§ Fragmento de página
*-*-*

La familia fundada en el matrimonio es una realidad natural anterior al Estado. La familia no es un producto legislativo o cultural, ni tan siquiera es una creación religiosa. Es una institución natural. Con la familia ocurre algo semejante a la dignidad humana: es una realidad natural, anterior a toda ley y que no procede del Estado. Reconocer la dignidad humana es un logro de civilización y de cultura.
La razón humana, común a todas las culturas, ha descubierto también que el matrimonio, en esencia, es la particular comunión entre un hombre y una mujer, abiertos a los hijos, y de este modo a la familia. Las sociedades o culturas que aceptaron la poligamia la han ido abandonando de forma mayoritaria.
La familia fundada en el matrimonio es un logro de civilización y de cultura como lo es, por ejemplo, en otro orden de cosas, la Declaración Universal de Derechos Humanos. Los Derechos Humanos no son una creación del Estado, son anteriores a él. Los Estados deben reconocerlos, respetarlos, protegerlos y fomentarlos. Lo mismo ocurre con la familia fundada en el matrimonio. El legislador no es el creador del matrimonio, como no es el creador de la sociedad, ni de las personas. El Estado debe reconocer, respetar, proteger y fomentar la institución matrimonial y carece de soberanía y de competencia para determinar el núcleo mismo del matrimonio.
Otro comportamiento supondría una lesión al bien común de la sociedad.
Es evidente que existen otros modos de convivencia. Pero no todos los modos de convivencia son matrimonio ni se pueden equiparar a él. La pareja inestable no es matrimonio. La confusión en este campo es destructiva de la sociedad. En realidad, con las reformas en curso lo que se pretende es destruir el matrimonio para reducirlo a la pareja inestable.

*-*-*

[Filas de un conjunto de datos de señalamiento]
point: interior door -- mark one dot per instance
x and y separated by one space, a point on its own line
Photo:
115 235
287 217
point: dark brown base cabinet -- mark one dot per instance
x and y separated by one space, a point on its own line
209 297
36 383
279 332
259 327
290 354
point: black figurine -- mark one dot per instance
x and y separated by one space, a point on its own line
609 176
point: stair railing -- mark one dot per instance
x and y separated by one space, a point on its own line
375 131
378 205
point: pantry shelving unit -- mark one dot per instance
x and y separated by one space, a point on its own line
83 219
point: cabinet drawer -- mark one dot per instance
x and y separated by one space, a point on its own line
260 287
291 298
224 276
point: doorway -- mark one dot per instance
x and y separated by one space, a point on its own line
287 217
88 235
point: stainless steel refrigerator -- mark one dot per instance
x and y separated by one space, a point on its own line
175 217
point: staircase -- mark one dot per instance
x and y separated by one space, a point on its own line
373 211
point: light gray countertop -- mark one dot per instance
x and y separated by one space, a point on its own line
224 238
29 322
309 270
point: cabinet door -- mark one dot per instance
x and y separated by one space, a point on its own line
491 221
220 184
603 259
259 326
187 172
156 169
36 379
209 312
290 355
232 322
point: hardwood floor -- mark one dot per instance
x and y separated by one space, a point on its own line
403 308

*-*-*

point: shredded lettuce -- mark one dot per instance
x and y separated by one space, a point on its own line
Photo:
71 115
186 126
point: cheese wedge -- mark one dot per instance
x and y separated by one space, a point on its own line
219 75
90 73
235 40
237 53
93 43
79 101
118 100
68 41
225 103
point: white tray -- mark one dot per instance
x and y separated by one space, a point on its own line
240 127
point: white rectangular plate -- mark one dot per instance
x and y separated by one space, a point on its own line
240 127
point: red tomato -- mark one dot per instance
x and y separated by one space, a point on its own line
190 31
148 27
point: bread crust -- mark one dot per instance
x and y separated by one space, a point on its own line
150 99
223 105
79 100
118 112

*-*-*

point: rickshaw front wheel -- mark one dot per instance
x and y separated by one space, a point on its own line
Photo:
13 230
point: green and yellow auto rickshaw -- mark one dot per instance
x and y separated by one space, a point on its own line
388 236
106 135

*-*-*

§ Objetivos
a. Traduce al inglés la siguiente oración del texto sobre la familia: "Los Derechos Humanos no son una creación del Estado, son anteriores a él."
b. Reproduce literalmente el pasaje del texto sobre la familia que va desde "La familia fundada en el matrimonio es un logro" hasta "común de la sociedad.", ambos incluidos.
c. Enumera las acciones que, según el texto sobre la familia, el Estado debe llevar a cabo respecto de la institución matrimonial.

§ Respuestas del ejercicio
a. Human Rights are not a creation of the State; they are prior to it.

b.
La familia fundada en el matrimonio es un logro de civilización y de cultura como lo es, por ejemplo, en otro orden de cosas, la Declaración Universal de Derechos Humanos. Los Derechos Humanos no son una creación del Estado, son anteriores a él. Los Estados deben reconocerlos, respetarlos, protegerlos y fomentarlos. Lo mismo ocurre con la familia fundada en el matrimonio. El legislador no es el creador del matrimonio, como no es el creador de la sociedad, ni de las personas. El Estado debe reconocer, respetar, proteger y fomentar la institución matrimonial y carece de soberanía y de competencia para determinar el núcleo mismo del matrimonio.
Otro comportamiento supondría una lesión al bien común de la sociedad.

c. Reconocer, respetar, proteger y fomentar.